▶ **What needs to be done**
Print the listing as it stands, omitting all images.

▶ **Material for this task**

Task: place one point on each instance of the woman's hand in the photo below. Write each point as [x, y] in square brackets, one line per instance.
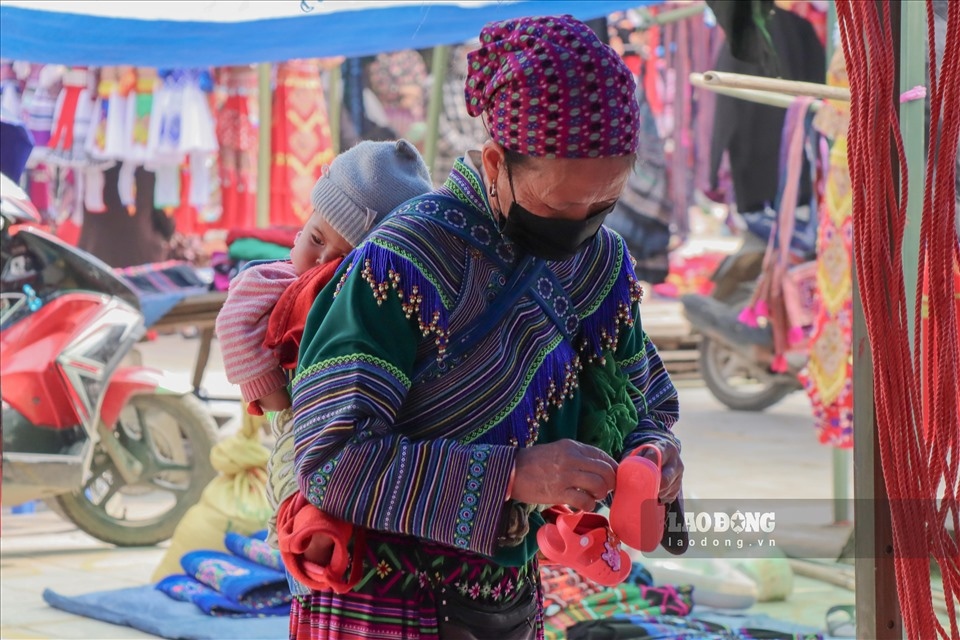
[275, 400]
[563, 472]
[671, 473]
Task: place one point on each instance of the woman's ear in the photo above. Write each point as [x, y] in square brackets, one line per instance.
[492, 157]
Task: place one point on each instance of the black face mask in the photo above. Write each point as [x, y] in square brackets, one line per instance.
[549, 238]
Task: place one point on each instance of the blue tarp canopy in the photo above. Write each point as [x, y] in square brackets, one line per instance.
[196, 33]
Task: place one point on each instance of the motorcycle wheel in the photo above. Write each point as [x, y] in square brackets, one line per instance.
[734, 384]
[171, 436]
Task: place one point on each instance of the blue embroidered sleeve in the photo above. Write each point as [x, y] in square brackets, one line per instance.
[657, 403]
[355, 368]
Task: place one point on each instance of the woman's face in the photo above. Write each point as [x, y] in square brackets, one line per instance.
[560, 188]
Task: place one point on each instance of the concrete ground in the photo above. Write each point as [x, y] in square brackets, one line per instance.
[730, 458]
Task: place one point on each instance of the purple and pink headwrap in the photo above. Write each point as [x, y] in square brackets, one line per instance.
[548, 87]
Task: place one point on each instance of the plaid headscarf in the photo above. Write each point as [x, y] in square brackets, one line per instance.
[548, 87]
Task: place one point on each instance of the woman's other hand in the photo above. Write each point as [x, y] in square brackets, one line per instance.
[563, 472]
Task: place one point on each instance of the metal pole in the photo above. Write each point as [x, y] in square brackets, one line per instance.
[878, 608]
[265, 100]
[441, 57]
[842, 458]
[336, 105]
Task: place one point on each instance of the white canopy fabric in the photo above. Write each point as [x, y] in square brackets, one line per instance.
[196, 33]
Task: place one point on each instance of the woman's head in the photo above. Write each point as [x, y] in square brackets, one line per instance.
[548, 87]
[561, 111]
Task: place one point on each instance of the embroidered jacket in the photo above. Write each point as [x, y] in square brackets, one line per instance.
[408, 414]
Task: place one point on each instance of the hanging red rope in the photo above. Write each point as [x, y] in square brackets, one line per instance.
[918, 425]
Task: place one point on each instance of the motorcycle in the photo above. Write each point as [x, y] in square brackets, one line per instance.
[115, 448]
[735, 359]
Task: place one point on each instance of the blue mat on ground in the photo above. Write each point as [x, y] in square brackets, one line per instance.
[151, 611]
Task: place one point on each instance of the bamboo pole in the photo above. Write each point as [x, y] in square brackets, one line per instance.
[769, 98]
[441, 58]
[265, 117]
[789, 87]
[843, 577]
[335, 109]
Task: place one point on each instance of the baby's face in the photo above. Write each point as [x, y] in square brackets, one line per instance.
[317, 244]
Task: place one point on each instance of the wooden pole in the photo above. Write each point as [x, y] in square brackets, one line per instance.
[265, 105]
[790, 87]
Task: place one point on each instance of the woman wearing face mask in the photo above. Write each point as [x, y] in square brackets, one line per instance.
[442, 389]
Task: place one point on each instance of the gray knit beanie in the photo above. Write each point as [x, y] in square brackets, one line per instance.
[362, 185]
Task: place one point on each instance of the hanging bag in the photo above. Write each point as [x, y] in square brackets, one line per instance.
[785, 294]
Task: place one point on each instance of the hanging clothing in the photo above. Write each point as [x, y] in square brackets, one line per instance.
[457, 130]
[644, 212]
[749, 132]
[300, 141]
[828, 377]
[398, 79]
[237, 135]
[380, 394]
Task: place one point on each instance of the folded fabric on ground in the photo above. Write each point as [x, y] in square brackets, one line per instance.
[212, 602]
[652, 627]
[150, 611]
[255, 550]
[249, 581]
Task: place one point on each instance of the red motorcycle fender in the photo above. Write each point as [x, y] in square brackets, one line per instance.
[131, 381]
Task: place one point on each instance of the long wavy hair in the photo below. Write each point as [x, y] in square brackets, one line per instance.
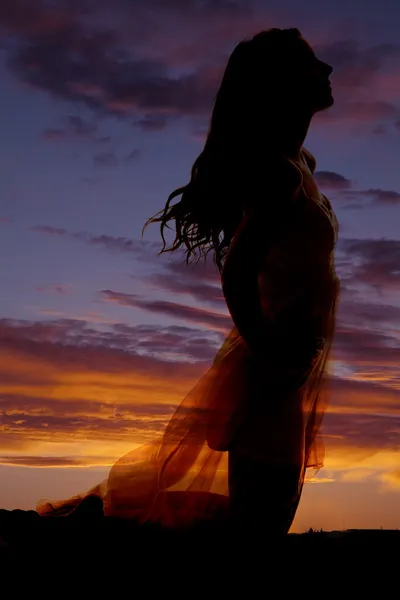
[232, 163]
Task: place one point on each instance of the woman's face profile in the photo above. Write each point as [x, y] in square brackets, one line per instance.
[313, 76]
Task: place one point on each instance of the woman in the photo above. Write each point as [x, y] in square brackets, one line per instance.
[251, 201]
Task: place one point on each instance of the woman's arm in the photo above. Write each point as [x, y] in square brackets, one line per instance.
[259, 229]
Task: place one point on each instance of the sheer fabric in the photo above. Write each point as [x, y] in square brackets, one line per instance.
[267, 408]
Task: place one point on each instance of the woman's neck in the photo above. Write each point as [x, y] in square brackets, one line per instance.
[291, 133]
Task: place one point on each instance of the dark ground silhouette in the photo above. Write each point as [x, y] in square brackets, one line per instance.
[88, 543]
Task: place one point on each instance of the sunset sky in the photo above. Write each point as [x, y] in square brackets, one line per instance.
[104, 107]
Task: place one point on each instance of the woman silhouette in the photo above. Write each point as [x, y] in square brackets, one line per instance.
[239, 444]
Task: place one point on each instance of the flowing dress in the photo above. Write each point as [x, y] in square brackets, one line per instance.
[271, 411]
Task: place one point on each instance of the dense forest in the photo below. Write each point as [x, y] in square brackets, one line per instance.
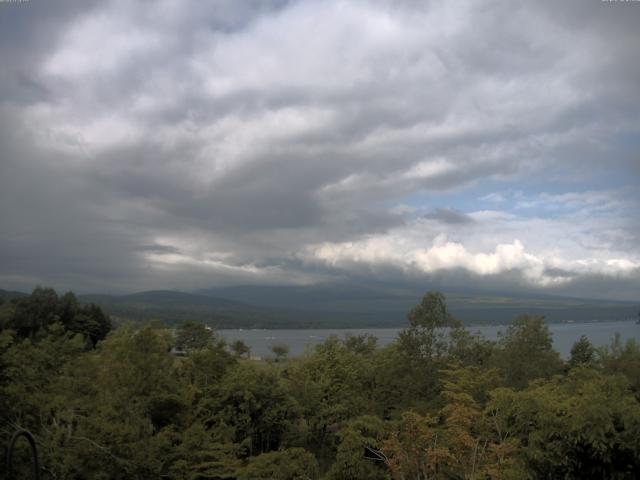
[146, 402]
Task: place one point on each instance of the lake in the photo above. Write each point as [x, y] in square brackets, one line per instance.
[300, 341]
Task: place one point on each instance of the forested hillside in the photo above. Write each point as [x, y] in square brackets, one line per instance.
[438, 403]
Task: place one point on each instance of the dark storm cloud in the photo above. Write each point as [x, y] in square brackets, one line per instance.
[171, 143]
[448, 215]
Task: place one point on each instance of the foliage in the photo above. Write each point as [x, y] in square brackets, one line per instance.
[526, 352]
[291, 464]
[191, 336]
[439, 403]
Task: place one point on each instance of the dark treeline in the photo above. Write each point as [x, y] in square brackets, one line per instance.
[438, 403]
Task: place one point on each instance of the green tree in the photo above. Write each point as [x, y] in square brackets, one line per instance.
[358, 456]
[526, 352]
[280, 350]
[289, 464]
[583, 353]
[239, 348]
[192, 336]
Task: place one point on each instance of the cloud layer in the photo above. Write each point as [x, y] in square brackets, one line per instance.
[189, 144]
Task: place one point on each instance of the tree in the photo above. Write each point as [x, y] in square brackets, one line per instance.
[582, 353]
[33, 316]
[192, 335]
[280, 350]
[289, 464]
[526, 352]
[358, 456]
[240, 348]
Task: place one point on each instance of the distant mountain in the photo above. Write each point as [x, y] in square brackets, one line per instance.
[339, 306]
[10, 294]
[389, 305]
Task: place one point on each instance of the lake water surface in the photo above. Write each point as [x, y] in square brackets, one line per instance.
[300, 341]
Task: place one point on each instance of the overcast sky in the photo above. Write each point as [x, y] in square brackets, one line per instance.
[177, 144]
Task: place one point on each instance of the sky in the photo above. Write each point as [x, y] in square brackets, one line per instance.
[487, 145]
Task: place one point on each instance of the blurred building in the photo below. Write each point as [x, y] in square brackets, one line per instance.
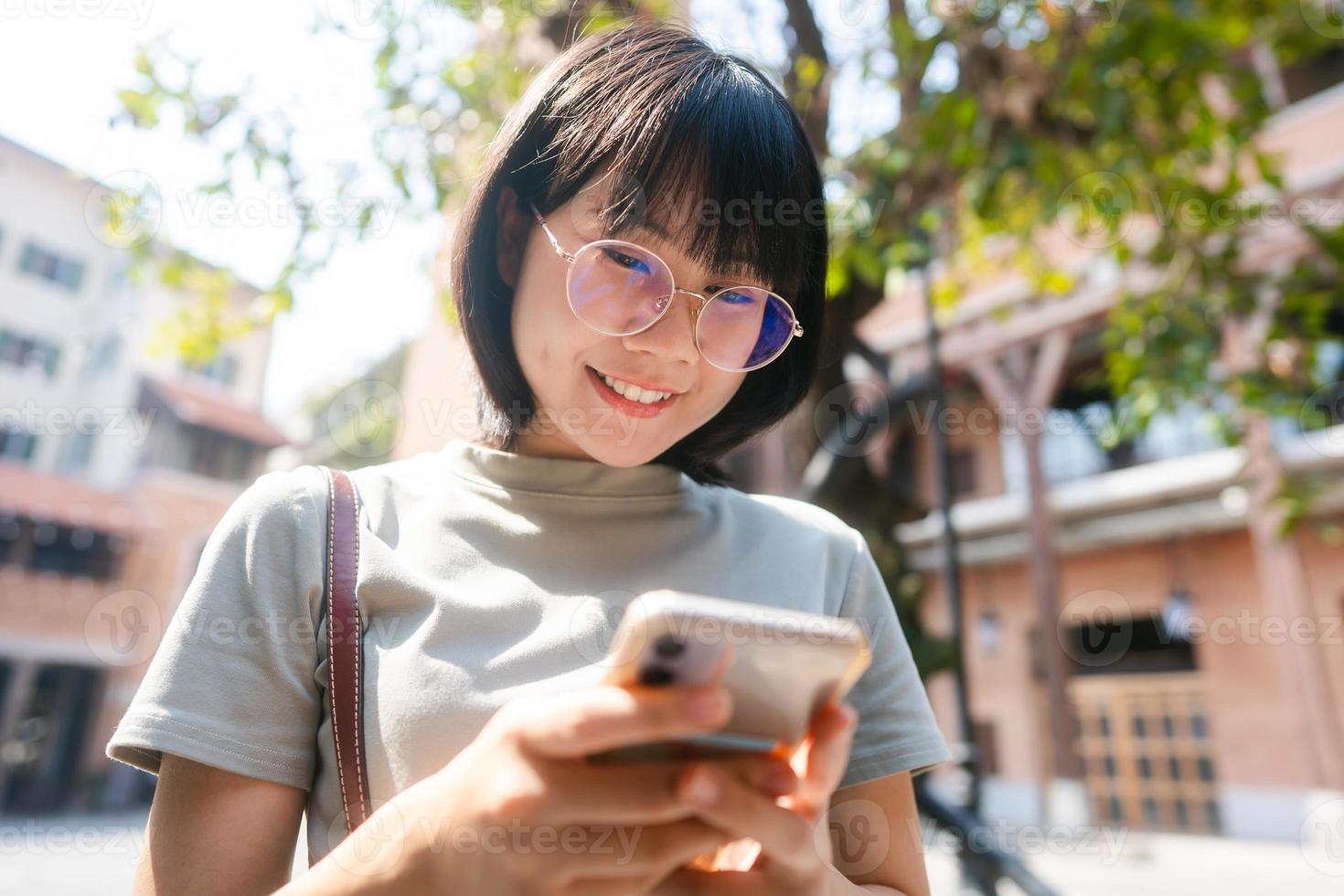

▶ **Expected output**
Task: place one point on each instance of the woman's hand in the photo below. Write each point as [x, y] in square brackets, one line per instance.
[275, 400]
[563, 472]
[671, 473]
Task: place one point on each instance of the woman's ear in the photo above. Write each point as [x, y] in square brackets, one line per instance.
[492, 157]
Task: place one point on each instance of the black face mask in the photo above. Write each point as [x, y] in square brackets, one line per instance.
[549, 238]
Task: place one point on each instance of the blue tarp canopy in the photo above. Write each point as [x, y] in square brackets, one line per instance.
[196, 33]
Task: place one point on each instance of the motorcycle wheel in the photo above. Write each point as [x, y] in square brackets, one line per instance.
[734, 384]
[171, 436]
Task: place one point on each instance of the blue embroidered sleeve in the photo above. Write each point as [x, y] in square brackets, one line per instance.
[657, 403]
[355, 368]
Task: place one point on each instance of the woman's face in the photo above. Write each point as [x, y] in square brackets, one line per instance.
[560, 188]
Task: place one point on each instance of the concrete ground in the photo above. Write each point as [x, y] in square brackets, one line per instance.
[730, 458]
Task: place one point on each instance of the purple and pink headwrap in the photo above. Write each point as [x, y] in square brackets, one line per instance.
[548, 87]
Task: place one point on each instance of the plaid headscarf in the photo above. Write each point as [x, y] in square brackets, one line per instance.
[548, 87]
Task: place one point on each instance of the woman's other hand in the photo above. Write each point as [x, y] in square brackets, one line per instance.
[563, 472]
Task: place one point on each instance of the metal pole in the photo above. Write each point as [x, y] in square brackets, one line per instance.
[878, 608]
[265, 100]
[441, 57]
[842, 458]
[336, 105]
Task: place one point on each instance of the white canopy fabric in the photo above. Write each point as [x, y] in square brackets, one line per instance.
[196, 33]
Task: place one point on each instance of the woman's head in the photo above. Write each point as [x, y] in square brackets, one line per instance.
[548, 87]
[561, 111]
Task: place one point on each instance of the embroidered jacket in the photo above. Write each point as [x, y] in square brackets, one line per instance.
[408, 414]
Task: place one point on each instance of the hanging red rope in the photo above. Write each point as [x, y] in square brackets, one line per instance.
[918, 425]
Task: place one point on each instance of the motorcycle in the photo above. Write each point as [x, y] in square brackets, one line per instance.
[115, 448]
[735, 359]
Task: place one point on each instance of the blue mat on ground in the photo above. Write each point as [x, y] in square brackets, one line per instance.
[151, 611]
Task: place one point on each instance of the bamboo pole in the photo above. Write each point as [x, y] in square brackets, one line per instance.
[769, 98]
[441, 58]
[265, 117]
[789, 87]
[843, 577]
[335, 109]
Task: place one point on each instance of the baby's face in the photo above. Write each point as [x, y] in square brackets, one line per instance.
[317, 244]
Task: place one point on each instance of the wooden pole in the photo above. Write each point as [x, y] in square brackets, one line per instance.
[265, 105]
[790, 87]
Task: place one point on each instance of the woman wearing face mask in the photo above. Write each point as [x, y] in square brackets, one line per instance.
[442, 389]
Task: place one point on each instance of the gray knit beanie in the photo above. Write each point as [x, y] in square brackets, one line per instance.
[362, 185]
Task: place one point on each instance of the hanging bag in the photo above. Write each point as [x, y] in square brackets, one line per instance.
[785, 294]
Task: place one point on each instance of the hanging clothing in the photo above. Write each point as [x, y] in square brackets, one line per instance.
[457, 130]
[644, 212]
[749, 132]
[300, 141]
[828, 377]
[398, 79]
[237, 135]
[380, 394]
Task: place one point on each instance of the folded fabric on ground in the photo above. Write each point as [x, y] in square brackets, one line per instance.
[212, 602]
[652, 627]
[150, 611]
[255, 550]
[249, 581]
Task: place one point on each instance of the red motorcycle fender in the photo above. Write each point as [x, y] in square brackets, one line per instance.
[131, 381]
Task: place one point on each instance of the long wavy hair in the photo below. Write each point as [x, y] in square brackets, one line per instance.
[232, 163]
Task: place one point on each instance of the woman's face profile in the photo above. Write each point as [x, y] in square brackets, one line per instance.
[313, 76]
Task: place one point on each instance of the woman in the photo above. Write each point as [x, y] in square brackets, one line per instance.
[251, 201]
Task: place one point on each instance of the woman's arm in the photo above. Write each point as [x, y] in square brackets, one line per instance.
[259, 229]
Task: place one point on each instance of the sheer fabric in the photo above. Write each point as [x, y] in square brackets, one line per instance.
[267, 408]
Task: place one point on each instance of the woman's neck in the photo above. Write each point as [x, y] in square brackets, one line per instance.
[291, 133]
Task: place one point on each instance of the dark ground silhouette in the photo above. Write each point as [x, y] in square brackets, one line per instance.
[88, 543]
Task: place one point on each instance of the sunset sky in the photo above. Write each point as [x, y] in square brackets, one line per instance.
[104, 107]
Task: place one point on each instance of the woman silhouette in the photo above. Write each point as [x, y] in square brackets, one line per instance.
[239, 444]
Task: place one point on each instance of the flowing dress in the photo above. Write each point as [x, y] in square brackets, one line per instance.
[271, 411]
Task: place one point on each instance of the dense forest in the photo below. Write each point as [x, y] in square brackets, one line per instance.
[146, 402]
Task: place one point on each instance of the lake in the photo above. Write each point as [x, y] in square brackets, one line per instance.
[300, 341]
Task: place one point on each instance of the forested hillside in the photo above. Write each point as [x, y] in square brackets, one line per instance.
[438, 403]
Task: place one point on each instance of the dark storm cloud in the photo above. Write each point as [x, y] in square brackets, one line per instance.
[171, 143]
[448, 215]
Task: place one point on each instance of the foliage in the photo above. Write each point as [x, y] in square brackets, one line per instance.
[526, 352]
[291, 464]
[191, 336]
[439, 403]
Task: place one point on each instance of the dark treeline in the photo above. Write each point as [x, y] in square brackets, one line per instance.
[438, 403]
Task: place one point on each instance of the green tree in the photo above. Write each point as [x, y] in square brackets, one line per instance.
[358, 456]
[526, 352]
[280, 350]
[289, 464]
[583, 353]
[239, 348]
[192, 336]
Task: place one point on each instance of the cloud layer in the photo above. Write each point as [x, y] in square brackets, one line per instance.
[189, 144]
Task: place one point on each instance of the tree in the photo above. Write each point as [x, y] in square brackets, one line per instance.
[582, 353]
[33, 316]
[192, 335]
[280, 350]
[289, 464]
[526, 352]
[358, 456]
[240, 348]
Task: place one point on each instance of the distant mountain in the photo above. Write each point as [x, y] in square brackets, one line per instance.
[339, 306]
[10, 294]
[389, 305]
Task: place one point on each instance of the lake water surface in the photo above. Write each point as [x, y] in square brackets, one line per instance.
[300, 341]
Task: place one point on each instance of the overcast sky in the photo above. Write each point as [x, y] in square brackets, one line per instance.
[177, 144]
Task: place one point on each instance of the sky in the photo above. Write each point as [x, y] in square brackets, one line per instance.
[487, 145]
Task: place one point on each instance of the blurred building in the photo below. Write each point as [x, y] in square brackets, one line per instance.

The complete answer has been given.